(Raw records)

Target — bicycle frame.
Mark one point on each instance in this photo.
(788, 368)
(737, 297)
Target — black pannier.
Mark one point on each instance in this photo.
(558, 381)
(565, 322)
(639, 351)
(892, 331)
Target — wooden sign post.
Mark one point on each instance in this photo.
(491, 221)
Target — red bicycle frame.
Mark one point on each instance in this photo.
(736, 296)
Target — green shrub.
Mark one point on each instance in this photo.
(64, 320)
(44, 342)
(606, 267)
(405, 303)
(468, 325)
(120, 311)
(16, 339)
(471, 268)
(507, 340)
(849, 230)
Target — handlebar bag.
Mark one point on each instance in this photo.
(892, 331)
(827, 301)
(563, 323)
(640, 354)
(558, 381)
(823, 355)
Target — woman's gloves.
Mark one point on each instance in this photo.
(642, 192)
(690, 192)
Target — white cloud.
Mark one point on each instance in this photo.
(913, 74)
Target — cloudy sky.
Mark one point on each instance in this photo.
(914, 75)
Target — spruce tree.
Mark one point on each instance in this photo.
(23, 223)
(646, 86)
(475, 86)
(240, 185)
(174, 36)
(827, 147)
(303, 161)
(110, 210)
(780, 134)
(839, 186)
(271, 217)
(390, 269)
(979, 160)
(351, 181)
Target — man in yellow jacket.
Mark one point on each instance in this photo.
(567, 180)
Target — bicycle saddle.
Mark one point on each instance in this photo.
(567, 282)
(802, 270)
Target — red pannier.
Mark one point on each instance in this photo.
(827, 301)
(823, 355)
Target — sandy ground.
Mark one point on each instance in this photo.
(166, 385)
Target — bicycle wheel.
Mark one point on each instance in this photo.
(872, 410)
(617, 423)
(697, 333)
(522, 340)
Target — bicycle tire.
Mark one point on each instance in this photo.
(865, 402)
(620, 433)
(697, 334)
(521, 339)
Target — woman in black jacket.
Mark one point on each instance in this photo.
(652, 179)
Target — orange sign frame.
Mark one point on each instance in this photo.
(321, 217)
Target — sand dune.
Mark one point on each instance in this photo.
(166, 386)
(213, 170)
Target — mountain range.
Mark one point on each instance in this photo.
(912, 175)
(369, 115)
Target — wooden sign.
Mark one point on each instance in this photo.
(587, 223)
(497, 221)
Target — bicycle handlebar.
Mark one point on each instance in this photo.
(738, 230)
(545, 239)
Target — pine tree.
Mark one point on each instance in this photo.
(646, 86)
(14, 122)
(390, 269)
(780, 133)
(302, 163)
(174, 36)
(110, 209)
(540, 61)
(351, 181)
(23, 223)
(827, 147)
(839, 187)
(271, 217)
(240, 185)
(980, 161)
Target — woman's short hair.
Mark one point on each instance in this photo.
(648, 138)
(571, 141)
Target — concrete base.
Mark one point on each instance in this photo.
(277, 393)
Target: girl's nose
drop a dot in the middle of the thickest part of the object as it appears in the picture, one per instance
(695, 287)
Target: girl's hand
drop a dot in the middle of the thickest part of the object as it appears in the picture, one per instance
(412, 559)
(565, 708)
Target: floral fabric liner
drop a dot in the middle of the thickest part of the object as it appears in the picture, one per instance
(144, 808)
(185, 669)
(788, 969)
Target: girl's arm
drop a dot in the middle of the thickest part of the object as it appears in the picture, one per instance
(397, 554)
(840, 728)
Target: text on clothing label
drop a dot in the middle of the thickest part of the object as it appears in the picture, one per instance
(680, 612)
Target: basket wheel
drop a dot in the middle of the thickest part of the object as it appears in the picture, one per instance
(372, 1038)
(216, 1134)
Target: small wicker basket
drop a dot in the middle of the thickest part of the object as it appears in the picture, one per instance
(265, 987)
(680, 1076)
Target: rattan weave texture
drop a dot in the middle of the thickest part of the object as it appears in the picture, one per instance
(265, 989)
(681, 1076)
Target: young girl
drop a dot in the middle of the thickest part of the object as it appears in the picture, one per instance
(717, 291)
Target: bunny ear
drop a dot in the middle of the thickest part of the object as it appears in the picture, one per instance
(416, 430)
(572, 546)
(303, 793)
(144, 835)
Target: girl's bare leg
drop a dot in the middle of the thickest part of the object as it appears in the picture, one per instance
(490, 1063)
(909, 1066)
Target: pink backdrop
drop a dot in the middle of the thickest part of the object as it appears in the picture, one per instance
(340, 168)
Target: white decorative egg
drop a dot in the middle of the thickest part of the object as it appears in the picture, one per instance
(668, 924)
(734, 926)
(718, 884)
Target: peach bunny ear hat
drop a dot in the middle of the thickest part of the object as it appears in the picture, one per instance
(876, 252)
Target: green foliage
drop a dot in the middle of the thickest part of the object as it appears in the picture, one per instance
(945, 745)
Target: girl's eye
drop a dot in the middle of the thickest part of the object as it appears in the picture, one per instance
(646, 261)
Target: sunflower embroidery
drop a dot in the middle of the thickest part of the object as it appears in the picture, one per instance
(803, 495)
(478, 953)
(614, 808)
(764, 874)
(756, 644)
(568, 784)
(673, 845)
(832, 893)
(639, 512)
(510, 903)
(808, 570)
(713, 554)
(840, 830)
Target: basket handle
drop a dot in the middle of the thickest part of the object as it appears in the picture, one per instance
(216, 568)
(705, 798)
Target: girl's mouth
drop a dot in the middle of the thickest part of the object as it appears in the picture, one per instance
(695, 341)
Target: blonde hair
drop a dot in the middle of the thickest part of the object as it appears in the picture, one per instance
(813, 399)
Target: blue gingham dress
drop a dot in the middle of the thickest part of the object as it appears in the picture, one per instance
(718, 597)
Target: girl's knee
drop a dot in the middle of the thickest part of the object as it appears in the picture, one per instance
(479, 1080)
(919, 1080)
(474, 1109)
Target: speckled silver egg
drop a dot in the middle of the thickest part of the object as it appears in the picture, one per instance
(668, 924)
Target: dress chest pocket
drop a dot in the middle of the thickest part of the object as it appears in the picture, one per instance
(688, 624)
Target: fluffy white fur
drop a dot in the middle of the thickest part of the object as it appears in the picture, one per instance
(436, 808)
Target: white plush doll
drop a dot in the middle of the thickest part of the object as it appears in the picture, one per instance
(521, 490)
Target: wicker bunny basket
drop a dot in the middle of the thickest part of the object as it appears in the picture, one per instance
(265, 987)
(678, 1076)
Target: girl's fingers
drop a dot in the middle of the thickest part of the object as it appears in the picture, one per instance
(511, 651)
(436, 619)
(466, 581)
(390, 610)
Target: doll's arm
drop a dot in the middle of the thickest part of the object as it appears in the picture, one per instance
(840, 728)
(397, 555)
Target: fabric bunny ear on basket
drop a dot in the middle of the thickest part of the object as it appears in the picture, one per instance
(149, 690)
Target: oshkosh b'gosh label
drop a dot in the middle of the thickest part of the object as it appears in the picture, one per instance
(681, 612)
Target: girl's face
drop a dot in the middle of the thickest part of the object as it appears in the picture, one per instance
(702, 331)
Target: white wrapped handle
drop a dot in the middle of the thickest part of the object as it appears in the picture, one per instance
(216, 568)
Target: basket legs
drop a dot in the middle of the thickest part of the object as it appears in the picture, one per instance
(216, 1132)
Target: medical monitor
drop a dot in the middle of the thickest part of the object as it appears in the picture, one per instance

AIM OF THE EXERCISE. Reproduce every line of the records above word for word, with nothing changed, added, or left out.

EXERCISE OUTPUT.
Target — bicycle frame.
Mark one point on each instance in this photo.
(788, 368)
(737, 297)
Target — black pannier.
Mark one point on each instance in this photo.
(558, 381)
(565, 322)
(639, 351)
(892, 331)
Target — wooden sign post.
Mark one point on each instance in this photo.
(491, 221)
Target — red bicycle frame.
Mark one point on each instance in this photo.
(736, 296)
Target — green shrub.
Mark one point on each instance in this photo.
(64, 320)
(44, 342)
(606, 267)
(405, 303)
(468, 325)
(120, 311)
(16, 339)
(471, 268)
(507, 340)
(849, 230)
Target — handlebar bag.
Mark one point on each instance in this photo.
(892, 331)
(827, 301)
(563, 323)
(640, 354)
(558, 381)
(823, 355)
Target — woman's gloves.
Mark one point on each instance in this photo.
(642, 192)
(690, 192)
Target — white cloud.
Mark one point on each instance in this photo.
(913, 74)
Target — cloudy sky.
Mark one point on each instance in this photo.
(914, 75)
Target — spruce tree.
Mark one point on each instance in this photo.
(23, 223)
(646, 86)
(475, 86)
(240, 185)
(174, 36)
(827, 147)
(303, 161)
(110, 210)
(780, 134)
(839, 186)
(271, 217)
(390, 269)
(979, 160)
(351, 181)
Target — man in yellow jacket.
Mark one point on each instance in this photo.
(567, 180)
Target — bicycle saddle.
Mark one point on each instance in this photo.
(567, 282)
(802, 270)
Target — red pannier.
Mark one point on each instance in this photo.
(827, 301)
(823, 355)
Target — sandy ground.
Mark one point on each instance in this photo.
(166, 385)
Target — bicycle wheel.
Mark one point on each instance in this photo.
(872, 410)
(617, 423)
(697, 333)
(522, 340)
Target — bicycle tire.
Mark one point on each instance in this photo.
(865, 402)
(620, 433)
(697, 334)
(521, 339)
Target — woman in black jacket.
Mark one point on each instance in this photo.
(652, 179)
Target — orange sign frame.
Mark one point on each instance in this photo.
(321, 217)
Target — sand dune.
Mark one point on each instance in this photo.
(166, 386)
(213, 170)
Target — mountain range.
Mark one point on each instance in this photo.
(912, 175)
(369, 115)
Target — wooden sign.
Mark one point on each instance in this photo.
(587, 223)
(497, 221)
Target — bicycle handlebar.
Mark one point on each instance in this photo.
(738, 230)
(545, 239)
Target — pine tree.
Mark one point on each instance in this photo.
(646, 86)
(14, 122)
(390, 269)
(780, 133)
(302, 163)
(174, 36)
(110, 209)
(540, 61)
(351, 181)
(23, 223)
(827, 147)
(839, 187)
(271, 217)
(240, 185)
(980, 161)
Target — woman's short hair.
Mark one point on each instance in this photo.
(648, 138)
(571, 141)
Target — concrete base.
Mark one point on each instance in this photo.
(277, 393)
Target: girl's nose
drop a dot in the middle of the thickest part of the object as it appears in the picture, one per instance
(695, 287)
Target: girl's hand
drop a dot in the middle of the thickest part of the object as it appears in the picture, one per instance
(412, 559)
(565, 708)
Target: floral fabric liner
drop a dot in the middle of the thickest part of the object as it appears in the picture, one per instance
(144, 808)
(185, 669)
(788, 969)
Target: girl's arm
drop a dot in the middle of the thickest part of the object as it appears in the picture, one per instance
(397, 554)
(840, 728)
Target: text on clothing label
drop a dot in the middle of the thickest part of the object as it appears in the picture, one per instance
(680, 612)
Target: basket wheel
drop a dot in the middle of the thickest part of the object as it appears in the picture, one per instance
(372, 1038)
(216, 1134)
Target: small wicker basket
drop a dot in the middle of the thickest part of the object as it appears in the picture, one per instance
(265, 987)
(680, 1076)
Target: rattan weave texture
drop a dot in the middle of the thickest part of the object as it appears in the picture, one per instance
(265, 989)
(681, 1076)
Target: young girl
drop a dot in the middle of the thickest part of the object as it appears in the picture, one per instance
(717, 291)
Target: bunny ear
drop a dot in the middle of the thickest part of the object as it appears in the picture, one per instance
(416, 430)
(572, 546)
(303, 793)
(144, 835)
Target: girl's bare leg
drop a dot in the middle of the thickest part of the object as it appears in the picture, one per instance
(490, 1063)
(909, 1066)
Target: pink backdrop
drop a dot in the middle of the thickest part of the object as it appears in the picture, one per instance
(340, 168)
Target: white decorative egg
drop a dot in the middle of the thickest part of the object as it appears in the picture, one per instance
(668, 924)
(734, 926)
(718, 884)
Target: peach bunny ear hat
drop a dot in the middle of the thickest part of the object as it appears in the picture, one per instance
(876, 252)
Target: green foliage
drop a dot in the middle of the thickest part of the object as it appears in the picture, one per instance
(945, 745)
Target: girl's eye
drop a dot in the middle of the thickest part of the object as it appears in the picture, one per instance
(646, 261)
Target: sunflower embroidery
drop a dot in the middle of the thickest part of the object as it appears in the picture, one per instance
(803, 495)
(478, 953)
(614, 808)
(764, 874)
(756, 644)
(568, 784)
(673, 845)
(832, 893)
(639, 512)
(510, 903)
(808, 570)
(713, 554)
(840, 830)
Target: basket handle
drop a dot in the middle of the thickest part of the object as it appears in the picture, one per instance
(216, 568)
(705, 798)
Target: girl's mouth
drop a dot in the middle of the thickest part of the object as it appears in the picture, one per instance
(695, 341)
Target: blonde hair
drop a dot in the middle of the thickest part of the object as it appears in the picture, one per instance
(813, 399)
Target: blue gingham dress
drop a dot in the middle of the thickest part of the object as it appears in the picture, one per instance
(718, 597)
Target: girl's knee
drop a dot in the middle of the thickest part of the object as it appears in the picture, one per instance
(479, 1080)
(919, 1080)
(474, 1109)
Target: speckled silver egg
drop a dot in the middle of the thickest part of the object as it appears in the picture, one per instance
(668, 924)
Target: dress chest pocket
drop a dot in the middle of the thickest part of the object as it appears in the picture, one per instance
(688, 624)
Target: fluffy white fur
drop a dot in the middle of the thickest part of the object as it appears in the picture, one per instance
(436, 808)
Target: white plush doll
drop a dot in the middle of the thickest part of the object as it appears in the picture, one per instance
(521, 490)
Target: wicker bunny basket
drop a dot in the middle of the thickest part of the object as it appears in the picture, one per instance
(265, 987)
(678, 1076)
Target: girl's fingers
drop a dot in the middle of the thickest part of the object as it appears in the picture, one per instance
(511, 651)
(436, 619)
(466, 581)
(390, 610)
Target: doll's arm
drop a dot in the middle of the thickest part of the object as it appears in the picture, one per instance
(840, 728)
(397, 555)
Target: fabric bunny ear on basket
drop a dot in the middle of the thickest part of the object as it appears in the picture, one per instance
(149, 690)
Target: oshkosh b'gosh label
drop a dot in the middle of the thickest part of the object as it appears in the picture, one per instance
(681, 612)
Target: girl's face
drop a dot in the middle of the thickest part of the object as it appears in the picture, one per instance
(702, 331)
Target: white wrapped handle
drop a dot in the middle of the thickest part of the object as it appears in the picture, one per instance
(216, 568)
Target: basket legs
drop a dot in the middle of the thickest part of the object as it appears in the picture, one per instance
(216, 1132)
Target: medical monitor
drop a dot in the middle of the thickest part of the object as it appears in the picture, one per instance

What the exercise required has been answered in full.